TEXTE>
La figure 2 nous livre les positions occupées par les jeux vidéo, en comparaison avec celles des jeux traditionnels. Chaque jeu se positionne sur les deux axes, ilinx-mimicry et agôn-alea. Les jeux traditionnels sont représentés par un cercle vide, les jeux vidéo par un cercle plein. La couleur de la figure représente la dimension ludus (bleu) et paidia (rouge).
Ce mode de classification fait ainsi apparaître deux résultats principaux. Les jeux vidéo se font leur apparition dans un premier espace qui correspond à l’alliance de la compétition, du vertige, et de la règle. Tetris (Pajitnov, 1984) apparaît ainsi dans la zone de la voltige et Space Invaders (Taito, 1978) dans celle de la boxe (ce qui n’est pas sans rappeler l’importance du martèlement dans cette forme de jeu). Cet espace correspond à l’expérience de l’arcade : une forme de jeu compétitive (high score), dont l’opposant n’est pas forcément un humain, mais la machine elle-même qui accélère le système de jeu jusqu’à précipiter le game over. Pour obtenir d’autres jeux dans le même cadran, il faut que la composante de mimicry ne vienne pas concurrencer l’ilinx, ce qui fonctionne pour des titres qui privilégie des représentations minimalistes ou abstraites. De ce point de vue, un titre comme Super Hexagon (Cavanagh, 2012) pourrait représenter la quintessence du jeu d’arcade, entre la compétition et la voltige, précipitée du côté ludus.

EXERCICES À TRAITER>
a. Reproduisez dans le texte le passage qui s'ouvre sur les mots contenant "La figure 2" et se ferme sur "et paidia (rouge).".
b. D'après le texte, dans quelle zone Space Invaders apparaît-il ?
c. Réécrivez sous forme de liste, s'il vous plaît, le paragraphe du texte qui commence par « La figure 2 nous livre », en conservant ses faits principaux.

JEU DE DONNÉES>
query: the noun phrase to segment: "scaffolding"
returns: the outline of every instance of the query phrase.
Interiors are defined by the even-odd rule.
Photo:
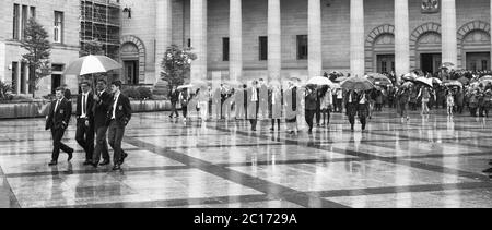
[[[81,0],[81,48],[87,43],[98,41],[104,55],[117,60],[120,12],[119,0]]]

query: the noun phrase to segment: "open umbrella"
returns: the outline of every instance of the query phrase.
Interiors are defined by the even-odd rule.
[[[307,85],[329,85],[329,86],[333,85],[333,83],[329,78],[324,77],[324,76],[315,76],[315,77],[308,80],[306,84]]]
[[[337,80],[335,80],[335,82],[343,82],[343,81],[345,81],[345,80],[348,80],[349,77],[347,77],[347,76],[340,76],[340,77],[338,77]]]
[[[470,83],[470,80],[465,77],[465,76],[458,78],[457,81],[460,82],[464,85],[467,85],[468,83]]]
[[[443,82],[447,87],[462,87],[462,84],[458,81],[446,80]]]
[[[344,89],[354,90],[368,90],[374,88],[374,84],[365,77],[352,76],[340,84]]]
[[[418,77],[415,80],[415,83],[421,83],[421,84],[423,84],[425,86],[429,86],[429,87],[433,87],[434,86],[432,84],[432,78],[426,78],[426,77]]]
[[[407,74],[405,74],[402,77],[401,77],[401,80],[403,80],[403,81],[415,81],[417,80],[417,74],[414,74],[414,73],[407,73]]]
[[[443,84],[443,81],[441,81],[441,80],[437,78],[437,77],[432,77],[432,83],[433,83],[433,84],[438,84],[438,85],[441,85],[441,84]]]
[[[121,64],[106,56],[85,56],[72,61],[65,75],[85,75],[93,73],[106,73],[121,69]]]

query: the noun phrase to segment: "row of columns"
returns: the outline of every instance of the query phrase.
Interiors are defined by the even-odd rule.
[[[157,0],[157,8],[171,12],[172,0]],[[191,64],[191,81],[207,78],[207,1],[191,2],[191,47],[197,60]],[[410,72],[409,0],[395,0],[395,65],[400,76]],[[167,2],[167,3],[162,3]],[[457,64],[456,2],[442,0],[442,57],[443,63]],[[268,75],[270,81],[280,80],[282,65],[281,1],[268,0]],[[165,7],[167,5],[167,7]],[[239,81],[243,75],[243,8],[242,0],[230,0],[230,75]],[[492,12],[492,5],[491,5]],[[171,13],[169,13],[171,14]],[[492,14],[492,13],[491,13]],[[491,15],[492,19],[492,15]],[[159,16],[157,33],[172,34],[171,17]],[[161,27],[162,23],[166,25]],[[321,0],[308,0],[308,74],[323,73]],[[365,73],[364,1],[350,0],[350,71],[352,75]],[[159,36],[157,36],[159,38]],[[171,45],[171,38],[164,39]],[[164,44],[159,43],[157,46]],[[160,51],[157,49],[157,56]],[[161,51],[161,53],[163,53]],[[159,60],[159,59],[157,59]]]

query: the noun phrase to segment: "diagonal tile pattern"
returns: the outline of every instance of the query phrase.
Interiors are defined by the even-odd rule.
[[[124,140],[129,158],[113,172],[82,165],[73,125],[63,142],[74,159],[61,155],[48,167],[42,119],[0,121],[0,207],[492,207],[481,172],[491,120],[413,114],[401,123],[382,112],[367,132],[352,133],[336,113],[313,135],[259,125],[134,114]]]

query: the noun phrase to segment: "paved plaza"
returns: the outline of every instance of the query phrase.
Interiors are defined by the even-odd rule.
[[[435,111],[434,111],[435,112]],[[443,111],[444,112],[444,111]],[[300,122],[304,128],[304,122]],[[336,113],[328,129],[298,135],[250,132],[245,121],[171,121],[134,114],[121,171],[83,166],[75,148],[48,167],[44,120],[0,121],[0,207],[492,207],[492,120],[417,113],[401,123],[380,112],[350,132]]]

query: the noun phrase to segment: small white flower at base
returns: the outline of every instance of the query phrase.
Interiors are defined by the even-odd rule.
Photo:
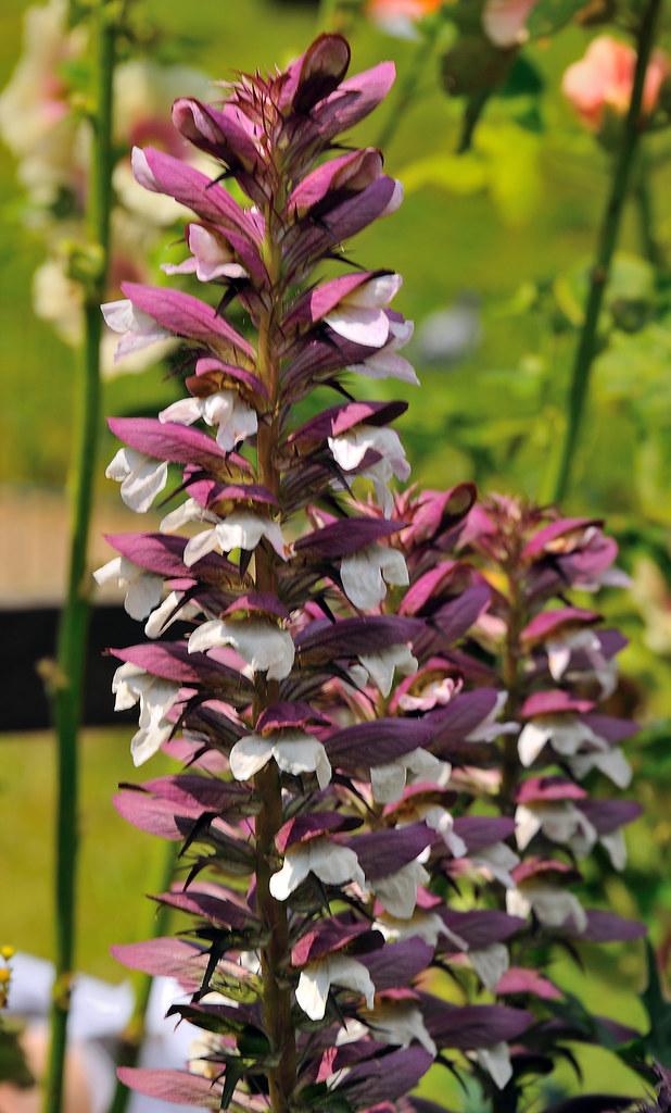
[[[106,302],[101,305],[102,316],[108,328],[121,333],[122,339],[117,345],[114,362],[122,359],[131,352],[158,344],[159,341],[172,339],[173,334],[159,325],[148,313],[142,313],[128,298],[119,302]]]
[[[512,1078],[512,1066],[510,1063],[510,1051],[508,1050],[508,1044],[498,1043],[492,1044],[491,1047],[479,1047],[475,1052],[475,1058],[482,1070],[487,1071],[499,1090],[503,1090],[503,1087],[508,1085]]]
[[[112,692],[116,711],[126,711],[138,701],[140,703],[140,729],[131,739],[130,750],[133,764],[143,765],[172,733],[173,723],[166,716],[177,701],[179,687],[127,661],[114,672]]]
[[[510,916],[525,919],[532,909],[548,927],[563,927],[570,920],[578,932],[583,932],[588,924],[580,900],[567,889],[548,881],[524,881],[521,888],[508,890],[505,910]]]
[[[504,943],[490,943],[487,947],[469,951],[469,961],[485,989],[492,992],[510,966],[510,956]]]
[[[353,344],[382,347],[389,338],[389,317],[384,306],[401,288],[400,275],[381,275],[371,278],[347,294],[324,317],[339,336]]]
[[[296,991],[298,1004],[311,1021],[323,1018],[332,985],[360,993],[368,1007],[373,1007],[375,987],[365,966],[348,955],[327,955],[303,967]]]
[[[163,594],[163,578],[146,572],[126,556],[113,556],[93,572],[93,579],[99,587],[117,581],[120,588],[126,589],[123,609],[137,621],[151,614]]]
[[[602,695],[611,696],[618,683],[618,666],[609,661],[601,648],[601,641],[594,630],[573,630],[572,632],[551,638],[545,642],[548,668],[558,683],[567,672],[573,653],[582,652],[590,662],[592,674],[597,678]]]
[[[189,638],[190,653],[221,646],[232,646],[247,661],[246,676],[264,672],[268,680],[283,680],[293,667],[293,639],[287,630],[280,630],[272,622],[211,619]]]
[[[161,523],[164,524],[164,523]],[[278,556],[286,560],[287,545],[279,522],[259,518],[248,511],[233,511],[211,530],[203,530],[187,543],[184,564],[191,568],[210,552],[230,553],[233,549],[253,551],[261,538],[266,538]]]
[[[389,545],[367,545],[340,564],[342,587],[350,603],[371,610],[387,595],[388,584],[407,587],[410,582],[405,558]]]
[[[311,873],[324,885],[353,881],[365,888],[365,877],[354,851],[331,839],[316,838],[287,849],[282,868],[270,878],[271,895],[276,900],[286,900]]]
[[[541,830],[553,843],[569,845],[577,854],[589,854],[597,841],[597,831],[571,800],[548,800],[530,806],[520,804],[515,809],[514,824],[520,850],[524,850]]]
[[[231,772],[236,780],[249,780],[271,758],[284,772],[297,777],[306,772],[316,774],[320,788],[326,788],[331,780],[331,765],[326,749],[318,738],[301,730],[284,730],[270,736],[246,735],[231,750]]]
[[[417,906],[417,890],[429,883],[429,874],[422,863],[429,857],[425,850],[394,874],[378,877],[369,886],[380,900],[382,907],[398,919],[410,919]]]
[[[134,151],[133,151],[134,155]],[[147,162],[147,160],[144,160]],[[151,171],[150,171],[151,174]],[[167,275],[192,275],[199,282],[214,278],[244,278],[247,270],[236,263],[228,244],[201,224],[190,224],[187,233],[191,257],[174,266],[164,263],[161,270]]]
[[[410,1002],[377,1005],[362,1020],[368,1025],[373,1040],[379,1043],[409,1047],[411,1043],[417,1041],[430,1055],[438,1055],[438,1048],[427,1031],[420,1009]]]
[[[518,740],[518,754],[524,768],[533,765],[538,756],[548,745],[569,757],[577,754],[584,742],[604,747],[602,739],[574,715],[543,715],[528,722]]]
[[[519,866],[520,859],[505,843],[493,843],[491,846],[478,850],[469,856],[470,861],[478,869],[481,869],[485,877],[493,877],[507,889],[514,886],[511,869]]]
[[[378,691],[387,698],[393,683],[394,670],[399,674],[411,677],[418,669],[417,657],[404,642],[397,642],[377,653],[362,653],[359,660]]]
[[[372,481],[378,503],[389,518],[393,499],[388,484],[394,475],[403,483],[410,475],[410,464],[395,430],[362,423],[339,436],[330,436],[329,447],[343,472],[358,469],[358,475]],[[377,453],[380,459],[360,470],[368,452]]]
[[[435,782],[443,771],[444,764],[428,750],[418,748],[397,758],[395,761],[371,766],[373,800],[378,804],[393,804],[401,799],[405,785],[421,780]]]
[[[157,607],[156,611],[149,615],[144,623],[144,633],[148,638],[160,638],[173,622],[186,622],[200,613],[198,604],[189,600],[181,607],[179,605],[183,594],[182,591],[171,591],[166,595],[161,605]]]
[[[575,757],[569,758],[569,769],[578,780],[587,777],[592,769],[599,769],[618,788],[629,788],[631,785],[631,766],[622,750],[618,748],[577,754]]]
[[[232,452],[259,426],[257,411],[246,405],[237,391],[217,391],[207,398],[180,398],[159,414],[159,421],[178,425],[192,425],[200,418],[217,426],[217,444],[223,452]]]
[[[121,484],[121,498],[130,510],[146,514],[168,482],[168,463],[134,449],[119,449],[104,474]]]
[[[362,363],[350,364],[348,371],[365,375],[367,378],[398,378],[403,383],[419,386],[414,367],[408,359],[398,354],[398,349],[403,347],[412,336],[412,322],[390,321],[389,335],[391,339],[383,348],[373,352]]]

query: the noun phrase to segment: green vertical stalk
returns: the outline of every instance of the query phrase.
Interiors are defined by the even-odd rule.
[[[417,50],[410,63],[410,68],[407,70],[402,81],[399,83],[399,89],[391,106],[391,110],[388,112],[387,120],[382,125],[382,129],[378,136],[377,146],[381,149],[385,149],[389,146],[398,131],[401,120],[417,97],[420,80],[427,70],[431,60],[431,55],[433,53],[437,32],[438,23],[435,20],[429,28],[423,28],[420,31],[421,38],[417,45]]]
[[[641,253],[655,269],[661,269],[664,259],[654,234],[654,206],[650,188],[650,165],[642,152],[639,156],[639,167],[633,187],[633,203],[637,211]]]
[[[159,847],[159,850],[161,854],[158,861],[157,877],[151,886],[151,892],[156,894],[166,893],[172,884],[179,844],[168,843],[166,846]],[[152,906],[150,915],[150,923],[143,926],[143,929],[140,932],[139,937],[141,939],[148,936],[157,939],[168,930],[170,920],[170,908],[168,905],[160,904],[156,908]],[[151,975],[142,974],[140,971],[134,972],[132,977],[134,995],[133,1011],[126,1031],[121,1035],[117,1066],[138,1065],[142,1044],[144,1043],[147,1006],[149,1005],[152,984],[153,978]],[[109,1113],[124,1113],[129,1100],[130,1090],[122,1082],[118,1081]]]
[[[554,499],[558,502],[564,498],[571,481],[573,459],[584,415],[590,371],[597,348],[597,333],[601,307],[603,305],[603,295],[610,276],[611,263],[624,210],[624,201],[629,191],[639,147],[643,86],[661,7],[662,0],[648,0],[639,26],[637,66],[631,90],[631,101],[623,126],[622,142],[615,158],[610,196],[599,233],[597,256],[591,270],[584,308],[584,322],[575,353],[571,386],[567,401],[567,430],[554,487]]]
[[[87,549],[96,455],[100,431],[100,338],[110,233],[112,77],[114,29],[106,0],[93,16],[97,43],[94,137],[88,197],[88,232],[96,273],[84,289],[84,339],[71,461],[69,572],[57,644],[52,708],[58,745],[56,820],[56,982],[51,1005],[51,1045],[44,1113],[63,1109],[67,1026],[74,965],[78,851],[78,732],[81,718],[89,617]]]

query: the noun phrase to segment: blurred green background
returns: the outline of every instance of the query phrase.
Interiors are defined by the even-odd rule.
[[[233,69],[286,62],[318,26],[316,7],[306,2],[152,0],[147,7],[167,41],[179,42],[180,61],[216,78],[227,78]],[[20,50],[24,8],[20,0],[3,0],[0,8],[0,88]],[[443,358],[429,366],[414,345],[411,356],[421,387],[364,386],[369,396],[408,397],[410,410],[399,427],[413,477],[421,483],[451,485],[474,477],[481,490],[512,490],[540,500],[551,491],[580,324],[582,273],[610,180],[609,157],[581,130],[558,91],[563,69],[587,41],[587,32],[568,29],[532,46],[527,55],[534,67],[533,91],[512,90],[514,95],[491,102],[477,134],[475,154],[461,165],[452,155],[461,106],[440,89],[435,55],[420,72],[417,98],[397,121],[387,167],[405,181],[405,203],[391,221],[378,223],[359,238],[357,259],[403,275],[394,304],[420,324],[454,303],[477,305],[480,317],[478,343],[457,362]],[[353,36],[354,68],[393,57],[403,80],[417,49],[361,21]],[[392,98],[357,138],[375,142],[385,114],[395,112]],[[648,149],[662,250],[671,248],[665,145],[671,150],[671,141],[662,136]],[[473,167],[480,183],[475,191]],[[20,513],[17,506],[36,489],[49,495],[62,492],[73,354],[32,314],[31,278],[42,250],[20,220],[16,167],[4,150],[0,207],[0,498],[12,513]],[[652,924],[655,944],[663,946],[671,932],[665,853],[671,802],[671,317],[668,273],[663,267],[655,273],[641,257],[633,205],[620,252],[565,510],[608,519],[622,542],[623,564],[639,584],[639,602],[632,594],[613,593],[607,609],[631,638],[623,668],[633,678],[631,701],[647,728],[631,747],[647,815],[629,829],[630,866],[622,877],[608,881],[607,900],[624,915],[642,913]],[[173,391],[159,368],[121,376],[106,385],[104,412],[156,410],[174,396]],[[116,500],[116,490],[108,490],[111,484],[102,477],[112,451],[106,434],[99,466],[98,513],[103,524],[116,505],[109,501]],[[40,530],[37,505],[32,543],[49,549],[58,538],[48,526]],[[3,551],[13,567],[12,539],[23,534],[8,513],[2,524]],[[657,571],[651,573],[651,567]],[[648,579],[641,568],[648,569]],[[51,591],[47,583],[42,594]],[[20,584],[8,580],[4,601],[11,598],[16,605],[20,595]],[[651,633],[653,612],[657,637]],[[119,969],[109,957],[109,945],[137,938],[138,923],[147,917],[140,895],[151,886],[152,856],[160,851],[158,844],[149,845],[123,824],[110,802],[114,786],[133,776],[128,739],[126,729],[87,731],[82,747],[79,964],[111,978],[119,977]],[[0,942],[41,955],[51,946],[52,761],[47,735],[0,738],[7,897]],[[154,767],[152,775],[159,771]],[[611,965],[603,968],[594,956],[589,976],[563,963],[557,978],[567,988],[587,993],[600,1012],[643,1026],[643,1012],[632,997],[643,977],[640,946],[611,948],[609,959]],[[592,1087],[640,1092],[631,1090],[631,1076],[612,1056],[590,1055]],[[442,1096],[447,1100],[448,1091]]]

LES RÉPONSES>
a.
La figure 2 nous livre les positions occupées par les jeux vidéo, en comparaison avec celles des jeux traditionnels. Chaque jeu se positionne sur les deux axes, ilinx-mimicry et agôn-alea. Les jeux traditionnels sont représentés par un cercle vide, les jeux vidéo par un cercle plein. La couleur de la figure représente la dimension ludus (bleu) et paidia (rouge).

b. Dans la zone de la boxe.

c.
- La figure 2 compare les positions des jeux vidéo à celles des jeux traditionnels.
- Chaque jeu est placé sur deux axes : ilinx-mimicry et agôn-alea.
- Les jeux traditionnels sont figurés par un cercle vide, les jeux vidéo par un cercle plein.
- La couleur indique la dimension : bleu pour ludus, rouge pour paidia.